§ **Given records**
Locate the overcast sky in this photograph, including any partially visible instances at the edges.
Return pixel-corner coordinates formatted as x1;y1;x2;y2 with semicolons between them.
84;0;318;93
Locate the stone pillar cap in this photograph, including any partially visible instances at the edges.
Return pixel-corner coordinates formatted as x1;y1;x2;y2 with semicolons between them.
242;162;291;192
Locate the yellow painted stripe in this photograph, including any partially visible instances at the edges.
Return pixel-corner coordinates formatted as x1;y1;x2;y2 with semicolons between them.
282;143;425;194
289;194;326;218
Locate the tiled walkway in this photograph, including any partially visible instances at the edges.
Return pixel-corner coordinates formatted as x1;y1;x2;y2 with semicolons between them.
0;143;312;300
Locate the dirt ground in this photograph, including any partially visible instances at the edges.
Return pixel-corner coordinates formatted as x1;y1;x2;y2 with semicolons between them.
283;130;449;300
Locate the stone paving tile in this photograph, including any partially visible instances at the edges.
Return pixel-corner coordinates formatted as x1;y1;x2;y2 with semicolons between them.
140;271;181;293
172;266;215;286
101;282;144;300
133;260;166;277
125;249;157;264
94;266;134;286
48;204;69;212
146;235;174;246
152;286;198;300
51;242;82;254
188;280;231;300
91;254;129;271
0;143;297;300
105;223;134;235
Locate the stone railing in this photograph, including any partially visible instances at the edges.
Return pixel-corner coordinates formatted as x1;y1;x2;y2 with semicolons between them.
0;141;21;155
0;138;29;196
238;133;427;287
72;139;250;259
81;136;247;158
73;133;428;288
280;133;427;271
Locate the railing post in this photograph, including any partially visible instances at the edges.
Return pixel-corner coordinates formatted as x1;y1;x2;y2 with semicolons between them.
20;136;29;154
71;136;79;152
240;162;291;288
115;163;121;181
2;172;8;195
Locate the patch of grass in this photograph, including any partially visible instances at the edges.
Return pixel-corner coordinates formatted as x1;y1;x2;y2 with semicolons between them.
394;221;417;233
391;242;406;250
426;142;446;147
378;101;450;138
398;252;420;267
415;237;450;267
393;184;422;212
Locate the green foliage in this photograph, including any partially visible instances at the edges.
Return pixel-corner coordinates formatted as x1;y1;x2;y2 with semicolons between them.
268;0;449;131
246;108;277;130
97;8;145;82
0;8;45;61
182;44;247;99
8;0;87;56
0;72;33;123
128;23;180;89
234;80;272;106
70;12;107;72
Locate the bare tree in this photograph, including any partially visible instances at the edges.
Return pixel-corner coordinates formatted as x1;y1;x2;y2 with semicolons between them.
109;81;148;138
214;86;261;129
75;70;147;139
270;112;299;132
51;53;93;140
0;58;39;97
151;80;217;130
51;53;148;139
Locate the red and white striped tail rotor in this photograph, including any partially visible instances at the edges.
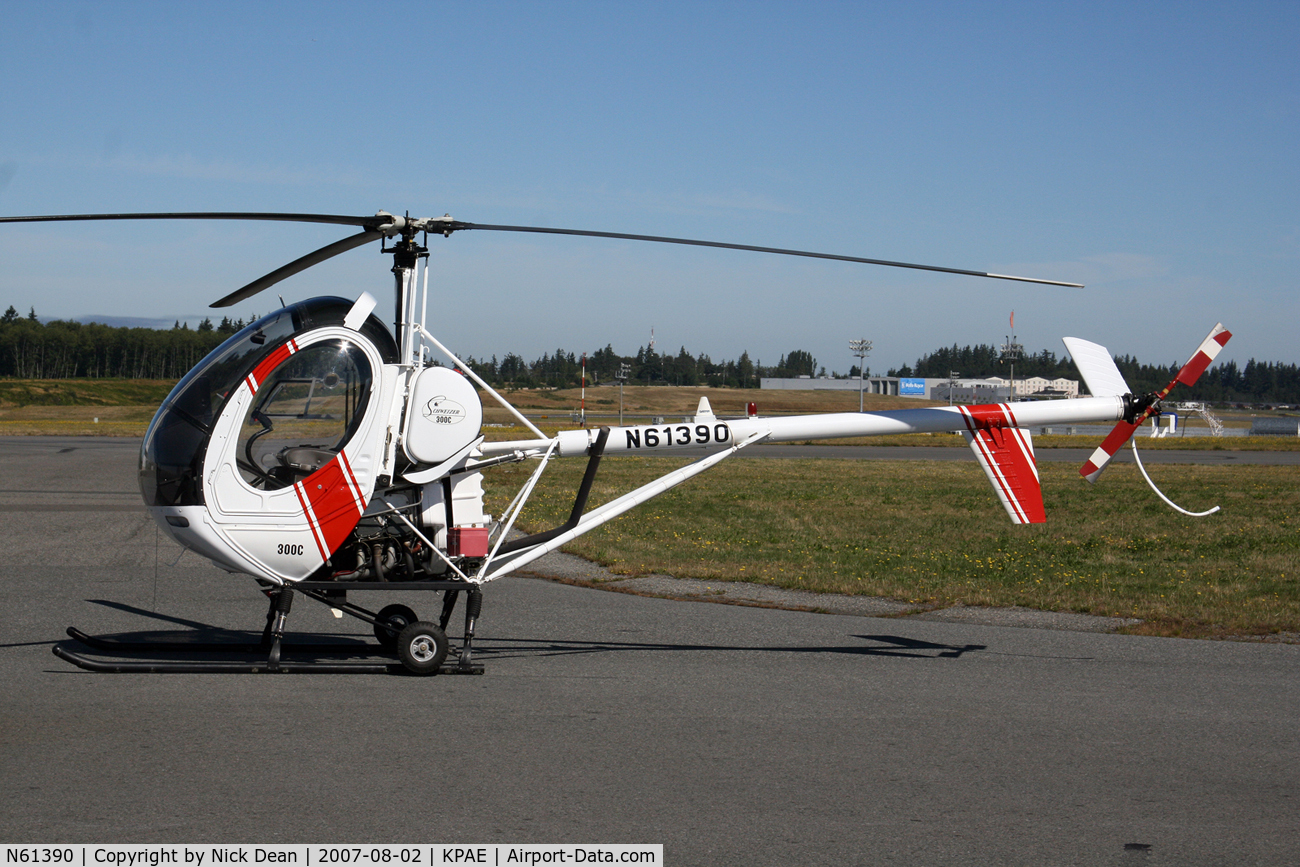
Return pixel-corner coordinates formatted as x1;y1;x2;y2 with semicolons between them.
1080;419;1143;483
1080;323;1231;484
1175;323;1232;387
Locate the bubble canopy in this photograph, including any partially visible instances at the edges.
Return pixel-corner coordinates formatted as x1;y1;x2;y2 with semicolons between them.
140;297;398;508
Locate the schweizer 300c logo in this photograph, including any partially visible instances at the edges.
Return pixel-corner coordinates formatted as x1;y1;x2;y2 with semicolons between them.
423;395;467;425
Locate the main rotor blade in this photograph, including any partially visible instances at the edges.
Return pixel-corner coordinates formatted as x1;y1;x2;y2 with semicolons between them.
2;210;1083;296
0;212;391;229
210;229;382;308
449;222;1085;288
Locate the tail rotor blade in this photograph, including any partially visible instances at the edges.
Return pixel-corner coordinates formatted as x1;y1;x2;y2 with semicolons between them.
1080;419;1143;483
1175;323;1232;387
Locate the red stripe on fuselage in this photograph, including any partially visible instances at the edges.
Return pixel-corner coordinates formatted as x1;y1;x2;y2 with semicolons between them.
293;481;329;561
295;456;365;558
244;339;299;394
337;449;365;513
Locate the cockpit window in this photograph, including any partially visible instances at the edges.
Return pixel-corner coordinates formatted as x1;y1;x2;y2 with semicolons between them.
236;340;373;489
169;308;303;433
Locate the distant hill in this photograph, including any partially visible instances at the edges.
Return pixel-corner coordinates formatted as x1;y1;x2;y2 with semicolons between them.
58;315;187;329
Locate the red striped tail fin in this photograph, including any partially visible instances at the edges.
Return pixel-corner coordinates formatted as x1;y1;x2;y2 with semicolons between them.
959;404;1046;524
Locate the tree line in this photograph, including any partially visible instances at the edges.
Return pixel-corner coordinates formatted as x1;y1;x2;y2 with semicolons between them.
0;305;821;389
3;306;1298;403
461;346;819;390
0;306;250;380
888;343;1079;381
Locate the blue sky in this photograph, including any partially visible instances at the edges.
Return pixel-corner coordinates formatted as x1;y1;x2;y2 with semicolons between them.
1;1;1295;376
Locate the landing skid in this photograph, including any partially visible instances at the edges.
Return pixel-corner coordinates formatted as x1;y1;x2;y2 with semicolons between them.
52;580;487;676
51;645;403;675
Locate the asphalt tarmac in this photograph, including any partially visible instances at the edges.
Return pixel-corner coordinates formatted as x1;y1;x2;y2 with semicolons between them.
2;437;1298;865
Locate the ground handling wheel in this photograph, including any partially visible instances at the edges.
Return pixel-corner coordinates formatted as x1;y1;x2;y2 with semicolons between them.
373;604;419;649
396;621;449;675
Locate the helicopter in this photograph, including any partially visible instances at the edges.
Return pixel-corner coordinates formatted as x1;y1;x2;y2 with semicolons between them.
0;210;1230;675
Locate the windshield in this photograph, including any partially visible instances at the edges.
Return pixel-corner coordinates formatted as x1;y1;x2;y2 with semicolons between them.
140;297;397;507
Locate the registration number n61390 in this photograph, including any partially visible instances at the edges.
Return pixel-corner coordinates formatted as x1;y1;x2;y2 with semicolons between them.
624;423;731;450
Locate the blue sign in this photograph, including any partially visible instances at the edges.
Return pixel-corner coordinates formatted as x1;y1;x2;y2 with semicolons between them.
900;378;926;396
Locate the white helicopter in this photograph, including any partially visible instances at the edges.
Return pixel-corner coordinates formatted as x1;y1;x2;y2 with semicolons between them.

§ **What you have to do**
Output each record verbatim and leave out its pictures.

§ **Answer to the problem**
Locate the overcast sky in this photograph, including any partially visible instances at the edges.
Return pixel-corner coordinates formatted as x1;y1;x2;y2 with semicolons between them.
84;0;318;93
Locate the stone pillar cap in this photograph, including any partially visible instances at the edges.
Return pixel-corner coordinates formatted as x1;y1;x2;y2 with semicolons between them.
242;162;291;192
Locate the yellow painted stripe in this photograph, including any partially visible instances at the edges.
Return pixel-corner coordinates formatted as x1;y1;x2;y2 with semicolons between them.
282;143;425;194
289;194;326;218
Locate the tiled walkway in this photograph, including any partially visible instances at the edges.
Return pixel-corner coordinates formatted as x1;y1;x2;y2 with semicolons between them.
0;143;312;300
Locate the dirt ground in this photograph, including any partially visible instances at the edges.
Return pixel-corner coordinates formatted as x1;y1;x2;y2 with semicolons between them.
283;130;449;300
Locate the stone paving tile in this photograph, including any partially visible instances at the edges.
Return pixel-corner coordinates formatted as x1;y1;x2;y2 with semicolons between them.
140;271;181;293
172;266;215;286
101;282;144;300
133;260;166;277
125;249;157;264
94;266;134;286
48;204;69;212
146;235;174;246
152;286;198;300
51;242;82;254
188;280;231;300
91;254;129;271
0;143;297;300
105;223;134;235
Locate the stone railing in this photograph, including any partially visible instances at the edges.
Return pixel-corner coordinates formatted as x1;y1;x2;y2 with semicolons between them.
0;141;21;155
0;138;29;196
238;133;427;287
72;139;250;259
81;136;247;158
73;133;428;288
280;133;427;271
Locate the railing post in this photograph, including any partially visible instances at the edges.
Return pixel-corner coordinates formatted as x1;y1;x2;y2 with semicolons between them.
20;136;29;154
71;136;79;152
240;162;291;288
115;163;121;181
2;172;8;195
Locate the patch of grass in this photograph, including any partially visible instances at the edges.
Return pixel-corner coordinates formatted as x1;y1;x2;y2 with semicolons between them.
394;221;417;233
391;242;406;250
426;142;446;147
378;101;450;138
398;252;420;267
415;237;450;267
393;184;422;212
Locate the green foliage in this photograph, including any partially visible instances at the edges.
Return pixel-corner coordinates formatted as x1;y1;x2;y2 with semicolons between them.
268;0;449;131
246;108;277;130
97;8;145;82
0;8;45;61
182;44;247;99
8;0;87;56
0;72;33;123
128;23;180;89
234;80;272;106
70;12;107;72
Locate the bare tree in this photograph, including any partially visible instances at the edges.
Return pixel-corner coordinates formatted as x1;y1;x2;y2 with semicolons between them.
109;81;148;138
214;86;261;129
75;70;147;139
270;112;299;132
51;53;93;140
0;58;39;97
151;80;217;130
51;53;148;139
Locate the red and white striped tail rotor in this photograph, including any partially visible instances at the edges.
Return pixel-corner coordinates formatted as x1;y1;x2;y2 with semicolons between them.
1080;419;1143;483
1080;323;1231;484
1175;323;1232;387
Locate the bubble canopy in this photograph, including any partially visible instances at the edges.
Return pixel-corner coordinates formatted as x1;y1;x2;y2 with semicolons between them.
140;297;398;508
Locate the schweizer 300c logo in this photograph, including any partially visible instances at the edges.
Return pixel-corner coordinates formatted as x1;y1;x2;y2 with semicolons between them.
423;395;467;425
Locate the main rotor blade in this photograph, including any partially visible instances at the edges.
Return pixel-corner coordinates formatted as x1;y1;x2;y2 with semicolons between them.
2;210;1083;296
0;212;391;229
210;229;382;308
449;222;1085;288
Locate the tail rotor blade in this photograph, including any partially visible instances at the edges.
Return pixel-corner coordinates formatted as x1;y1;x2;y2 with semicolons between them.
1080;419;1143;483
1175;323;1232;387
Locate the red stripe on fuselage in this photograph, including any partially visible instances at the edges.
Return pixel-corner coordinates formatted as x1;y1;x2;y2 with semicolons between them.
293;481;329;561
295;456;365;558
244;339;299;394
337;449;365;513
Locate the cockpit window in this photograph, including any partially visible instances at the edges.
Return pixel-corner coordinates formatted as x1;y1;x2;y2 with semicolons between them.
236;340;373;489
169;308;303;433
Locate the distant hill in this photograph, including any partially visible instances at the edges.
Return pixel-corner coordinates formatted as x1;y1;x2;y2 with semicolons between them.
58;315;187;329
Locate the red striped tail fin in this photograph, including any partially visible instances at the edges.
Return pixel-corner coordinates formatted as x1;y1;x2;y2 with semicolons between them.
959;404;1046;524
Locate the tree line in this photograph, including any partially visible instances at the edges.
Return pixel-corner coordinates formatted as x1;y1;x2;y2 with semicolons between them.
0;305;821;389
3;306;1298;403
461;346;819;390
0;306;250;380
888;343;1079;381
Locate the blue sky in this photograph, including any partially visible instances at the edges.
Return pixel-corner coordinates formatted as x1;y1;x2;y2 with semicolons between them.
1;1;1295;376
Locate the landing skid in this photograph, including any partially visible instances at the edges.
Return pixel-corner coordinates formatted as x1;y1;x2;y2 with semicolons between them.
52;580;487;676
51;645;403;675
Locate the asphalt tarmac in this photograph, including any partially visible instances at the edges.
Return pixel-corner coordinates formatted as x1;y1;x2;y2 with semicolons between them.
2;437;1298;865
Locate the ground handling wheel in this photograph, including any partially visible instances at the edges.
Return pixel-corner coordinates formatted as x1;y1;x2;y2 with semicolons between them.
373;604;419;649
396;621;449;675
Locate the helicopter in this photograph, including any partially visible instances at the edges.
Return pixel-corner coordinates formatted as x1;y1;x2;y2 with semicolons between them.
0;210;1230;675
Locate the windshield in this photograph, including any partially visible instances at the edges.
Return pixel-corner coordinates formatted as x1;y1;x2;y2 with semicolons between them.
140;297;397;507
Locate the registration number n61390 in this photograph, including any partially visible instances at the edges.
Return pixel-corner coordinates formatted as x1;y1;x2;y2 with semicolons between them.
624;423;731;450
Locate the blue sign in this photograph, including any partially visible instances at the edges.
Return pixel-corner coordinates formatted as x1;y1;x2;y2 with semicolons between them.
900;378;926;396
Locate the white helicopter in this photograph, including any partially visible instances at the edges.
Return pixel-corner coordinates formatted as x1;y1;x2;y2 with semicolons between them.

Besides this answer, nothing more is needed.